Takenlijst:
1. Voor hoeveel locaties in de IJmond heeft Erbrink volgens het fragment over de windturbines bij Tata Steel de invloed uitgerekend?
2. Geef een vervolg op het fragment over de windturbines bij Tata Steel dat aansluit op de laatste zin.

Gekozen fragment:

┄┄┄┄┄┄┄┄┄┄┄┄┄┄┄┄┄┄┄┄

Invloed windturbines verwaarloosbaar
Omdat er kennelijk onduidelijkheid over het rapport van Erbrink was, heeft de provincie aan Erbrink gevraagd om het rapport nader toe te lichten Dit is op 1 juli 2021 gebeurt in aanwezigheid van Dirk Weidema, Luuk Kiers en Zwakman. Erbrink heeft uitgelegd dat wat de milieugroep zeggen geldt voor een hele specifieke situatie, namelijk voor een schoorsteen van 150 meter hoog op een afstand van 400 meter tot een windturbine van 120 meter hoog. Dan heeft de windturbine tot gevolg dat er binnen een straal van 1,5 km een ca. 10% verhoogde neerslag is. Maar bij Tata zijn honderden bronnen die nauwelijks tot niet beïnvloed worden door de turbines. Erbrink heeft de invloed voor 18 locaties in de IJmond uitgerekend.
Het verslag van het gesprek van 1 juli is hieronder in de bijlage gegeven.
Conclusie
In een hele specifieke situatie is er sprake van invloed door de windturbines, maar dit valt weg in het beeld van de complete uitstoot van Tata. De eindconclusie is dus dat de windturbines geen noemenswaardige invloed op de uitstoot van Tata Steel hebben (zie tabellen hieronder) en in sommige gevallen het effect zelfs gunstiger is.
Tabel 1. PM10 concentraties op 18 locaties rond Tata Steel. Met of zonder de windmolens in 2018.
(kopie van tabel 4 uit het rapport)
Tabel 2. Gemiddelde toe- of afname (met windmolens ten opzichte van: zonder windmolens) van concentraties gemiddeld over de 18 locaties ten gevolge van plaatsing van 7 windmolens
(kopie van tabel 5 uit het rapport)

┄┄┄┄┄┄┄┄┄┄┄┄┄┄┄┄┄┄┄┄

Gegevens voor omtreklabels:
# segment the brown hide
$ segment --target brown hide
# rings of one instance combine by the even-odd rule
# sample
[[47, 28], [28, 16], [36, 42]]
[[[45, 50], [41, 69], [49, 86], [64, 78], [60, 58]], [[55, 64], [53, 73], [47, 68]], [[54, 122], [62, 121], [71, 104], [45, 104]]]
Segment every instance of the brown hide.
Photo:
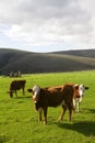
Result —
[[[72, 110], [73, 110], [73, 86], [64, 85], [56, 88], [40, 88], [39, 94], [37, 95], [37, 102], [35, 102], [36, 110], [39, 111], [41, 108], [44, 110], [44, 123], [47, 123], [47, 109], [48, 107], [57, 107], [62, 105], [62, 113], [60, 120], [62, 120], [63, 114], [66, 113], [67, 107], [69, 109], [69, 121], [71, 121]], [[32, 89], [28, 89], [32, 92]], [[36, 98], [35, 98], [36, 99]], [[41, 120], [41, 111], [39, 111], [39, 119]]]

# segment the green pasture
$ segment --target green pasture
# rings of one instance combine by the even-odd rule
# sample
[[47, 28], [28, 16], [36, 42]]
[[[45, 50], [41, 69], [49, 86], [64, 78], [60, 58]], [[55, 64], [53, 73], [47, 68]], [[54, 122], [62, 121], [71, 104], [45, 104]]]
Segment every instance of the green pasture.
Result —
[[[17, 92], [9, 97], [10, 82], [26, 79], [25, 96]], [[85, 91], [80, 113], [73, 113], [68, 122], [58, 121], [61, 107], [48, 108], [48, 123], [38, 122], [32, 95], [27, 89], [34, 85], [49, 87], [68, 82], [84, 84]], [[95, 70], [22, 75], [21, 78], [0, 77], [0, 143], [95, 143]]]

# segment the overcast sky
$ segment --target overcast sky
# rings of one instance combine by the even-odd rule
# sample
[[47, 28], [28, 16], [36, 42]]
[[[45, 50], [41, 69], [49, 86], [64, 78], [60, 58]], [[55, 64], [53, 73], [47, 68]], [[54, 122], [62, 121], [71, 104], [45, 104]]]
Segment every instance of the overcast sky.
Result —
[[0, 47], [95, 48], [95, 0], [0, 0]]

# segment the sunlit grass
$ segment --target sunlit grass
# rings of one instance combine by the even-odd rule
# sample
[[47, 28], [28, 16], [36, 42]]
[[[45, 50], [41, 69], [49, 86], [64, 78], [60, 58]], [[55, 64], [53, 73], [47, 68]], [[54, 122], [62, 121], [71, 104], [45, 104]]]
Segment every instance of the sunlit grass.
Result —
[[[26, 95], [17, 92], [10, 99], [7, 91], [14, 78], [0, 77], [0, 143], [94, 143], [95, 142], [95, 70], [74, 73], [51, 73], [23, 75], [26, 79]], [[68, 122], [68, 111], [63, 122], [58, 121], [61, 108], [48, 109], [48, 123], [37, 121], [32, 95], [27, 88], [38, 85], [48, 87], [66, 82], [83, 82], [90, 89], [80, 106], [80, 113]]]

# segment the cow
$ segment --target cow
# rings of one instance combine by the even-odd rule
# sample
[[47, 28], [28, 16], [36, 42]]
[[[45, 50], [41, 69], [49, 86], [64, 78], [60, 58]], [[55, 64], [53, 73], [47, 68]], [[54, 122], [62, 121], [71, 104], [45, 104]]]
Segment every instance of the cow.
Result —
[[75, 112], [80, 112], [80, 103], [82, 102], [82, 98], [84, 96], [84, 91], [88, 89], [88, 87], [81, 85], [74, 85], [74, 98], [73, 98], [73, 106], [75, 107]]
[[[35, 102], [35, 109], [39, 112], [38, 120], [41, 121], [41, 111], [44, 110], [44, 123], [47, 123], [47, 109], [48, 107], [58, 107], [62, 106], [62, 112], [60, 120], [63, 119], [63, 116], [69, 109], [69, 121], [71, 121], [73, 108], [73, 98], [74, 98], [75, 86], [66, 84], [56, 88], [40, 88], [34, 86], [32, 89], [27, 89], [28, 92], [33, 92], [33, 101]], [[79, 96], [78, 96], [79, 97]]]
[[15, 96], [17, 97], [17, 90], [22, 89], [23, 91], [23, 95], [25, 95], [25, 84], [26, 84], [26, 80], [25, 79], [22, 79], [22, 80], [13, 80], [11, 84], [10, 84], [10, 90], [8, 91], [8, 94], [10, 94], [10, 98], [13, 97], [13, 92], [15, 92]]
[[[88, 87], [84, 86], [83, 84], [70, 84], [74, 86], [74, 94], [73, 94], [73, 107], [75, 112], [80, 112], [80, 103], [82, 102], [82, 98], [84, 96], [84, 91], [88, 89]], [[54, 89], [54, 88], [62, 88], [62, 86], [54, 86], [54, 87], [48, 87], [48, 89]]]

┄┄┄┄┄┄┄┄┄┄┄┄┄┄┄┄┄┄┄┄

Antwoorden per taak:
1. Voor 18 locaties.

2.
Bijlage
Belangrijkste punten bijeenkomst windmolens en verspreiding stof
7 juli 2021
Beste Dirk, Luuk en Johan,
We hebben het vorige week ruim een uur gehad over de rapporten die gaan over de invloed van Windpark Spuisluis en Windpark Ferrum (of “windpark Tata Steel”) op de verspreiding van stof/emissies. Met name de “binnen 1.5 kilometer” passage riep vragen op, dus dat zet ik hierbij voor de duidelijkheid ook op de mail.
De “effect binnen 1.5 kilometer” grafiek betreft alleen de bovenwindse situatie. Dat willen zeggen, in de heersende windrichting komt eerst de bron en dan de windmolen. In de benedenwindse situatie (eerst windmolen, dan bron) is zoals uitgelegd geen effect. Dat wil zeggen, twee effecten – hogere pluim en meer verdunning – compenseren elkaar.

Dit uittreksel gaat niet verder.